§ TASK DIRECTIONS
Search the data for "shoulder" and copy every matching line.
━━━━━ DATA RECORDS
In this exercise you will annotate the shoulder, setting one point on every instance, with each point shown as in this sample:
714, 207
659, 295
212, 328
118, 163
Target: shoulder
━━━━━━━━━━
§ SOLUTION FOR THIS TASK
In this exercise you will annotate the shoulder, setting one point on every instance, with each point shown as in this sample:
Target: shoulder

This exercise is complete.